╭─ DATA RECORDS

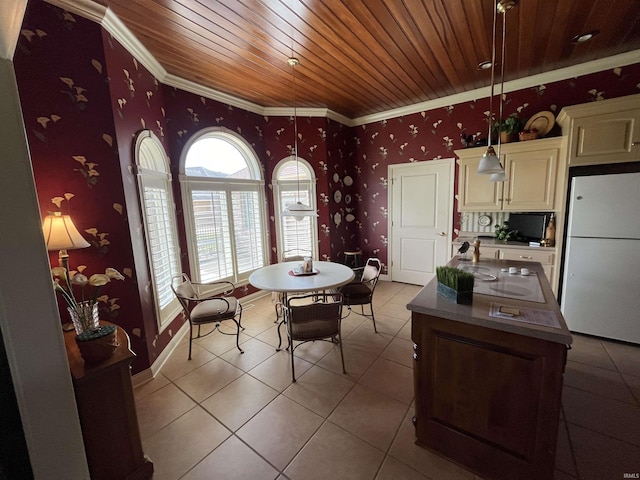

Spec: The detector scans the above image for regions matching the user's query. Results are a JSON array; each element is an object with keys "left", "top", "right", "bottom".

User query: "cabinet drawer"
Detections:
[{"left": 500, "top": 248, "right": 555, "bottom": 265}]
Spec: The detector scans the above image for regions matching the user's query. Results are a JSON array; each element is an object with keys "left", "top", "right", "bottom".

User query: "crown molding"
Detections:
[
  {"left": 45, "top": 0, "right": 107, "bottom": 25},
  {"left": 351, "top": 50, "right": 640, "bottom": 126},
  {"left": 102, "top": 8, "right": 167, "bottom": 78},
  {"left": 46, "top": 0, "right": 640, "bottom": 127},
  {"left": 0, "top": 0, "right": 27, "bottom": 60}
]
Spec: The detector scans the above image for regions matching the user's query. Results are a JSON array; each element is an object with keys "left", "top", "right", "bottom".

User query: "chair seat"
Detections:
[
  {"left": 289, "top": 319, "right": 340, "bottom": 341},
  {"left": 338, "top": 282, "right": 371, "bottom": 305},
  {"left": 190, "top": 297, "right": 238, "bottom": 324}
]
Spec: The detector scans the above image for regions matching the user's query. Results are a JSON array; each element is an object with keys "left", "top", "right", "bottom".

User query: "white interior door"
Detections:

╰─

- **TO BE DONE**
Copy all of the records above word for word, leaving out the pictures.

- **EXPECTED ANSWER**
Spec: The detector scans the above image for regions matching the user's query. Results are a JSON array; each element is an object with keys "left", "top", "right", "bottom".

User query: "cabinet drawer"
Detections:
[{"left": 500, "top": 248, "right": 555, "bottom": 265}]
Spec: The detector scans the above image for regions matching the user's query. Results are a JSON array; each element is an object with keys "left", "top", "right", "bottom".

User query: "crown molding"
Detections:
[
  {"left": 45, "top": 0, "right": 107, "bottom": 25},
  {"left": 351, "top": 50, "right": 640, "bottom": 126},
  {"left": 102, "top": 8, "right": 167, "bottom": 78},
  {"left": 46, "top": 0, "right": 640, "bottom": 127},
  {"left": 0, "top": 0, "right": 27, "bottom": 60}
]
Spec: The detector scans the above image for regions matching the user's query. Results are a JSON array; each element is an object with keys "left", "top", "right", "bottom".

User query: "chair seat"
Detections:
[
  {"left": 289, "top": 319, "right": 340, "bottom": 341},
  {"left": 338, "top": 282, "right": 371, "bottom": 305},
  {"left": 190, "top": 297, "right": 238, "bottom": 324}
]
Spec: The detector scans the above image for regions matching the user's query. Results are a JSON array; each element is an object with keys "left", "top", "right", "bottom".

User query: "white interior door"
Detections:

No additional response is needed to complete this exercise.